Challenge →
Write out each line exactly as it stands, please.

Records for this exercise →
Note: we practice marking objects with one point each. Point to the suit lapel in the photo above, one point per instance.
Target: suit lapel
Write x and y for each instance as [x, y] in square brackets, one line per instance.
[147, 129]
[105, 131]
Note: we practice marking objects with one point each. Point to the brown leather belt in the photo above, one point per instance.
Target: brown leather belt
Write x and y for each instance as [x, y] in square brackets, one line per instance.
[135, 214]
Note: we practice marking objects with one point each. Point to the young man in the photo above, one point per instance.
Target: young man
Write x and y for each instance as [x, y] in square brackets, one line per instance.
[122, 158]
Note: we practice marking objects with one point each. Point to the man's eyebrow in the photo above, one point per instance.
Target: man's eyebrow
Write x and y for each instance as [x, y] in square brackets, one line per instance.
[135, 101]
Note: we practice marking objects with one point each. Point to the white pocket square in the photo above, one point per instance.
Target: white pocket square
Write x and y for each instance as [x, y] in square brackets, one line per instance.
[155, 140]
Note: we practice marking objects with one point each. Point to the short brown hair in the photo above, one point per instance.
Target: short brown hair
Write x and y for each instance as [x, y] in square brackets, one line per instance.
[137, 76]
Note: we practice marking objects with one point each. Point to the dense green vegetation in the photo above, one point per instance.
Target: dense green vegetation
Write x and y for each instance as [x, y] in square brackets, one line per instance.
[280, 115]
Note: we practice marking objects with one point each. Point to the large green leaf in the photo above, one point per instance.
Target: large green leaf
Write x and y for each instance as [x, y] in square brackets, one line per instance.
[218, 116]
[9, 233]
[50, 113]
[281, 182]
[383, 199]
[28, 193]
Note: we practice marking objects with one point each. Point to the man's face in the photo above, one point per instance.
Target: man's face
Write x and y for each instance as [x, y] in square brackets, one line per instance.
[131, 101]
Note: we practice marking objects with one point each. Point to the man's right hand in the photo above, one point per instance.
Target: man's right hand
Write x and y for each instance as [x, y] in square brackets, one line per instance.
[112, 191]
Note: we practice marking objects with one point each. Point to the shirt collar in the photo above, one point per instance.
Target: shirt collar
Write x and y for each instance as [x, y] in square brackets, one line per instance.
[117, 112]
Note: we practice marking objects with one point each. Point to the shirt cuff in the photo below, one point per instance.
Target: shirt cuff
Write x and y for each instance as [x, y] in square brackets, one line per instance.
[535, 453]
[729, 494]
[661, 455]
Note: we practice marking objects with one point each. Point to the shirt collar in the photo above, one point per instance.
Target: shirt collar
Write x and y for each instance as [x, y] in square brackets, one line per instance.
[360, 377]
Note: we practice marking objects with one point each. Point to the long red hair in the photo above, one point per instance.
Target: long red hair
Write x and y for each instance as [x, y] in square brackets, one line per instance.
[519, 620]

Output for this exercise →
Note: we practice marking objects with one point each. Point to the suit lapel in the photo above, one point per instance.
Target: suit lapel
Write x and y for each instance as [x, y] in square brackets, one line per instance.
[147, 129]
[105, 131]
Note: we practice marking objects with one point each. Point to the brown leather belt in the photo above, one point per instance.
Target: brown leather belt
Write x and y for each instance as [x, y] in square brackets, one line per instance.
[135, 214]
Note: we practice marking objects with one point each. Point to the young man in the photo above, one point per instance.
Target: young man
Write x and y for each instance as [x, y] in square brackets, one line per instance.
[122, 158]
Note: we practice marking objects with one point each. Point to the man's eyebrow in the photo above, one point per instance.
Target: man's eyebrow
Write x and y for each instance as [x, y] in square brackets, one line per instance.
[135, 101]
Note: we practice marking objects with one point each. Point to the white pocket square in the photo above, one point per instance.
Target: white pocket square
Write x and y for each instance as [x, y] in square brackets, one line per instance.
[155, 140]
Note: we practice marking objects with one point each. Point to the short brown hair in the photo above, one point per instance.
Target: short brown hair
Write x and y for each instance as [x, y] in square brackets, one line per instance.
[137, 76]
Note: we practice marking objects with one point each. Point to the dense green vegetation in the photo above, one point per instance.
Target: dense green vegetation
Write x and y for each instance as [x, y] in square brackets, one line per instance.
[280, 115]
Note: we practice marking objects with one point each. Point to the large green leaf in the photo above, one point per instance.
Target: large green leaf
Write x and y for each instance as [x, y] in square brackets, one line per instance.
[218, 116]
[9, 233]
[50, 113]
[281, 182]
[383, 199]
[28, 193]
Note: we practice marking objects with one point each. Point to the man's face in the photo above, one point per instance.
Target: man's face
Write x and y for each instance as [x, y] in square brackets, one line per instance.
[131, 101]
Note: we practice marking objects with one point each. Point to the man's right hand in the photo above, one point per instance.
Target: man's right hand
Write x and y for each instance as [x, y] in square brackets, one line per instance.
[112, 191]
Note: we practice marking objects with one point each. Point to the shirt collar in the photo above, one point per instance.
Target: shirt collar
Write x and y for each instance as [x, y] in square brackets, one line per instance.
[117, 112]
Note: we practice marking objects with one point each. Point to the shirt cuff in the photo below, one point per instance.
Target: shirt cuff
Write x and y for each instance as [x, y] in square brackets, one line per instance.
[535, 453]
[729, 494]
[661, 455]
Note: we practice marking objects with one point each. Point to the shirt collar in the photo above, one point per instance.
Target: shirt collar
Write x and y for each instance as [x, y] in square brackets, one line per instance.
[360, 377]
Note: we practice marking objects with one point each. Point to the long red hair in the photo above, one point per instance.
Target: long red hair
Write x and y for each instance as [x, y] in square brackets, one line per instance.
[519, 620]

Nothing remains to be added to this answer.